Requirement 1 → List the reasons that glangdale, in the regex-engine forum thread below, gives for why exponential algorithms are commonly used.
Requirement 2 → Write the next part of the regex-engine forum thread below, picking up after its last line.

━━ Provided text ━━

Because the exponential algorithm (1) easily supports backtracking and (2) can o...

glangdale · on June 22, 2017

This sounds reasonable, but is simply not correct. There's nothing inherently slow about either algorithm in the average case and there's absolutely no reason that Thompson (or the One True NFA, Glushkov) should be slower than backtracking algorithms.

The exponential algorithms are commonly used because (a) they rarely hit their exponential behavior in practice, (b) they offer huge numbers of features that automata based algorithms cannot easily supply (capturing subexpressions and backreferences are the most obvious - yes, you can do capturing in automata but it's pretty hard) and (c) they are simpler than building something like Hyperscan.

Our codebase is enormous compared to a relatively feature-rich back-tracker. Partly this is because we've been at this a while and under constant pressure to do well on lots of cases and metrics (a cleaner, 'toy' system would look nicer but maybe we wouldn't have survived as a startup if we hadn't optimized 'that one case'). But if you want to build out a Glushkov NFA graph and do a ton of optimizations, you're already more complex than a backtracking engine and you're just getting started.

pcwalton · on June 22, 2017

> The exponential algorithms are commonly used because (a) they rarely hit their exponential behavior in practice, (b) they offer huge numbers of features that automata based algorithms cannot easily supply (capturing subexpressions and backreferences are the most obvious - yes, you can do capturing in automata but it's pretty hard) and (c) they are simpler than building something like Hyperscan.

━━━
━━ Recorded information ━━

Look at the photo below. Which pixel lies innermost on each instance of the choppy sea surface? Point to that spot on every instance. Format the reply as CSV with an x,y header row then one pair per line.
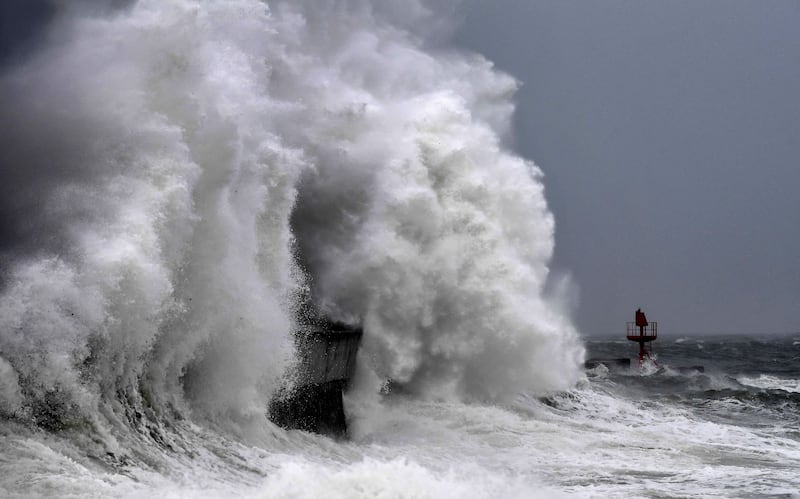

━━━

Exercise output 1 →
- They rarely hit their exponential behavior in practice.
- They offer huge numbers of features that automata-based algorithms cannot easily supply, most obviously capturing subexpressions and backreferences.
- They are simpler than building something like Hyperscan.

Exercise output 2 →
I'm not sure how that is saying anything substantatively different from what I said... Point (a) is what I was alluding to with the quicksort analogy: you rarely hit the O(n^2) behavior with quicksort. Point (b) is what I was talking about with backtracking. Point (c) is what my simplicity remark was describing.

I didn't mean to imply that you can't go as fast as a good backtracking JIT, rather that it's an awful lot of work to.

That said, I do think that building the NFA or converting to DFA takes up-front time, right? Some regex benchmarks create regexes dynamically at runtime over and over and this can add up.

glangdale · on June 22, 2017

Yes, you're right. I was fixating on the wrong interpretation of your post. We do have exactly the problem you describe (startup time) and the cross-over analysis with RE2 ("How much data do I have to scan to catch a simpler compiler") would be interesting against libpcre or another backtracker.

Generally - if you can amortize the startup - we find that it's not that hard to outperform back-trackers. Some of this is chucking effort at the problem (writing SIMD implementations of some parts of the search problem) and could be replicated on the backtracking side of the fence. I do think it's simpler to make an NFA or DFA go fast, however, as the problem is very regular and predictable. The analysis of how you would do more than trivial SIMD optimizations on a true back-tracker break my brain. :-)

ori_b · on June 22, 2017

> yes, you can do capturing in automata but it's pretty hard

Huh, I thought it was fairly easy -- you just need a non-consuming state that pushes a mark onto a stack or pops one off of it. At least, I don't remember much of a problem implementing it when I implemented regex for Myrddin.

The trickiest part of getting matches to work right was getting the order of operations right so that when the VM forked, the state machine would pick the right order of operations to get greedy or non-greedy matches to end at the right place.

Backtracking is a far bigger problem, of course.

glangdale · on June 22, 2017

There are many types of automata, but if your description of "automata" includes phrases like "when the VM forked" I'm guessing that you're doing something pretty different to what we're doing. :-)

In our normal execution model, we also can't have a stack. Hyperscan is not allowed to go get more memory at run-time nor is it allowed to grab more storage proportional to the size of the input.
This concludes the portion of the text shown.